** Reading text **
** BEGIN **
Two days after a train carrying highly volatile crude oil derailed, shooting fireballs into the sky and sending an oil-filled car into West Virginia’s Kanawha River, it was still burning. And now, questions are burning too: Are these trains coming through our neighborhoods?

Dangerous oil trains barrel down tracks through numerous communities in Pennsylvania, carrying extremely volatile crude oil from the Bakken Shale – just watch the video from West Virginia’s explosion. Hundreds of thousands live inside the evacuation zone for these trains, yet our local governments and first responders too often do not know when these trains travel through our communities, leaving them unable to prepare for the worst. When leaks, crashes, or derailments occur, not even the walls of people’s homes are guaranteed to keep them safe from fiery explosions.
** END **
** Dataset excerpts **
** BEGIN **
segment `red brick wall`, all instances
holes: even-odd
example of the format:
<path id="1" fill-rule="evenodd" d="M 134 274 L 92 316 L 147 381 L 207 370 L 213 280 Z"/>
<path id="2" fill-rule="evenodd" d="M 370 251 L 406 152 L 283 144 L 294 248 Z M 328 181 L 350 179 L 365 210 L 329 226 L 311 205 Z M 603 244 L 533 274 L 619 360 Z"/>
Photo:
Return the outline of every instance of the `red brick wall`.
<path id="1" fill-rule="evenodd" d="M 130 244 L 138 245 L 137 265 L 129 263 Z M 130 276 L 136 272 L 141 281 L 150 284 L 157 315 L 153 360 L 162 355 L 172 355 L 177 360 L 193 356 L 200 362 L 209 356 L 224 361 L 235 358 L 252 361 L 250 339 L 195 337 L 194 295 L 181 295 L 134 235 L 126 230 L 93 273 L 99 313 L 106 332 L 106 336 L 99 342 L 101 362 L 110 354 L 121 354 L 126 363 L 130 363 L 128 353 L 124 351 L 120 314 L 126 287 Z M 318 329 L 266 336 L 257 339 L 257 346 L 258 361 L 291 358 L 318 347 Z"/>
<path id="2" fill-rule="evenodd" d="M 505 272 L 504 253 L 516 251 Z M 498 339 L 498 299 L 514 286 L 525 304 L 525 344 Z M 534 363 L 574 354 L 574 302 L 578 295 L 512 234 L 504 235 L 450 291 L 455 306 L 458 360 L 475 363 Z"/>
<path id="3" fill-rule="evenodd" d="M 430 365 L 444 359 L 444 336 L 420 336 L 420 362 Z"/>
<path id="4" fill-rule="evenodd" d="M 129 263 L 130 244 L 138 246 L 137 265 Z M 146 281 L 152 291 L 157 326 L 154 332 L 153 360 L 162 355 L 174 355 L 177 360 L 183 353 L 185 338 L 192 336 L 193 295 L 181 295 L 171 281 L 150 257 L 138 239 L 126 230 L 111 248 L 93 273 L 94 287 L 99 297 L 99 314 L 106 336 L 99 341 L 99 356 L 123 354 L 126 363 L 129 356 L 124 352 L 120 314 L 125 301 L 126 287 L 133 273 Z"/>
** END **
** Exercise requirements **
1. Reproduce the passage on oil trains from "Two days after" up to and including "from fiery explosions.".
2. In the passage on oil trains, what is the source of the volatile crude oil carried through Pennsylvania?
3. Resume the passage on oil trains, continuing on from its final sentence.
The items are separate material and have nothing to do with the passage on oil trains.

** Task results **
1.
Two days after a train carrying highly volatile crude oil derailed, shooting fireballs into the sky and sending an oil-filled car into West Virginia’s Kanawha River, it was still burning. And now, questions are burning too: Are these trains coming through our neighborhoods?

Dangerous oil trains barrel down tracks through numerous communities in Pennsylvania, carrying extremely volatile crude oil from the Bakken Shale – just watch the video from West Virginia’s explosion. Hundreds of thousands live inside the evacuation zone for these trains, yet our local governments and first responders too often do not know when these trains travel through our communities, leaving them unable to prepare for the worst. When leaks, crashes, or derailments occur, not even the walls of people’s homes are guaranteed to keep them safe from fiery explosions.

2. The Bakken Shale.

3.
Last year alone, Pittsburgh and Philadelphia saw their own oil train accidents. Luckily these incidents weren’t disasters on the same scale as the one in West Virginia, but a number of Pennsylvania communities could be next. Before a Pennsylvania neighborhood goes up in flames, our elected officials should ban oil trains until critical safety standards can ensure the end to destructive accidents

Alaina Gercak

Philadelphia

Gercak is a campaign organizer for the PennEnvironment advocacy group.